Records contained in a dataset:
>>>>

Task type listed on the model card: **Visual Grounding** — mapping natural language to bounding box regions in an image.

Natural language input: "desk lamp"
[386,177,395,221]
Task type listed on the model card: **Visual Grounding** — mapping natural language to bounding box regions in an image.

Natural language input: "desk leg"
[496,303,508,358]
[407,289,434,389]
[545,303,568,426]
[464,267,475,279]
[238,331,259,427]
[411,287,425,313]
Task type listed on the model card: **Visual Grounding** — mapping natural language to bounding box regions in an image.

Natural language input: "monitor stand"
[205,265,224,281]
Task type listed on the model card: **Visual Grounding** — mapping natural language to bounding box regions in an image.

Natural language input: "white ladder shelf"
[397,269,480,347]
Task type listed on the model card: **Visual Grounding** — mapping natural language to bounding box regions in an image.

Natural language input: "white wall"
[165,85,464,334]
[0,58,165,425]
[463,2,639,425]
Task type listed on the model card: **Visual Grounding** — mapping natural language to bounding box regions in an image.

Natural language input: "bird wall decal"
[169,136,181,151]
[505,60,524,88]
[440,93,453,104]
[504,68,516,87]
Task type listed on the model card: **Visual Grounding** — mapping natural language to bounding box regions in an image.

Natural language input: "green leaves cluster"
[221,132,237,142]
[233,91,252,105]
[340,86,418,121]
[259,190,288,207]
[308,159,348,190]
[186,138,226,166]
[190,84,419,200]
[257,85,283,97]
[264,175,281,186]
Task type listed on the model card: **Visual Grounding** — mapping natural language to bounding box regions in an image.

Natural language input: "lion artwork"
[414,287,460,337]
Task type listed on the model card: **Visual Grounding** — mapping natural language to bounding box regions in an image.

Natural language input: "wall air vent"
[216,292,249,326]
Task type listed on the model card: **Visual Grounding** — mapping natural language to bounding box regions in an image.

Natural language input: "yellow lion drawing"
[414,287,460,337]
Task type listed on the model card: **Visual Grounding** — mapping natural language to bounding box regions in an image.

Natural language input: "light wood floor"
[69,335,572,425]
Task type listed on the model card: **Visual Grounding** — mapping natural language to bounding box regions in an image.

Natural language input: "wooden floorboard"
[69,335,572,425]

<<<<

Goal of the exercise -
An exact copy of all the entries is the required answer.

Exercise answer -
Task type listed on the model card: **Visual Grounding** — mapping natural language to bounding box regions in an image.

Natural language input: "desk lamp"
[386,177,395,221]
Task type listed on the model card: **Visual Grounding** — mapping natural language to bounding box regions in an image.

Natural language input: "desk leg"
[496,303,508,358]
[407,289,434,389]
[545,303,568,426]
[464,267,475,279]
[238,331,259,427]
[411,287,425,313]
Task type listed on the model card: **Visual Grounding** — mapping natural language to bounding box regions in an image.

Natural language input: "monitor stand"
[205,265,224,281]
Task type listed on the model card: **Visual Grounding** — mapping natural language to bounding box regions in an image.

Natural language input: "white ladder shelf"
[397,269,480,347]
Task type listed on the model card: **Visual Grounding** — mapping natural language to bounding box regions in an image.

Natural language input: "white wall"
[165,85,464,334]
[0,58,165,425]
[463,2,639,425]
Task type listed on the model card: **Visual Grounding** — mapping natural language to bounding box regions in an image.

Natural language input: "bird wall decal"
[169,136,181,151]
[505,60,524,88]
[440,93,453,104]
[504,68,516,87]
Task type listed on the model card: **Visual Grounding** — mapping natural language to bounding box regions in an image.

Natural language input: "green leaves cluster"
[221,132,237,142]
[233,91,252,105]
[340,86,418,121]
[259,190,288,207]
[308,159,348,190]
[186,138,226,166]
[190,84,419,200]
[257,85,283,97]
[264,175,281,186]
Task type listed on the model card: **Visual Grounding** — mapping natural language to bounding box regions in an image.

Natural language input: "lion artwork"
[414,287,460,337]
Task type listed on the model card: **Visual Grounding** — mapping natural language to bounding box regions in an image.

Natural language input: "wall air vent"
[216,292,249,326]
Task type listed on the model card: **Visual Grounding** — mapping natural language to bounding box regions in an image.

Natural language input: "yellow lion drawing"
[414,287,460,337]
Task type listed on the model card: **Visual Grounding** — mapping natural language to bounding box regions in an image.

Natural language input: "light wood floor"
[69,335,572,425]
Task type listed on the model card: **Visual Grounding** — mapping natural language to bounding box regions in an image.

Natural language input: "wooden floorboard"
[69,335,572,425]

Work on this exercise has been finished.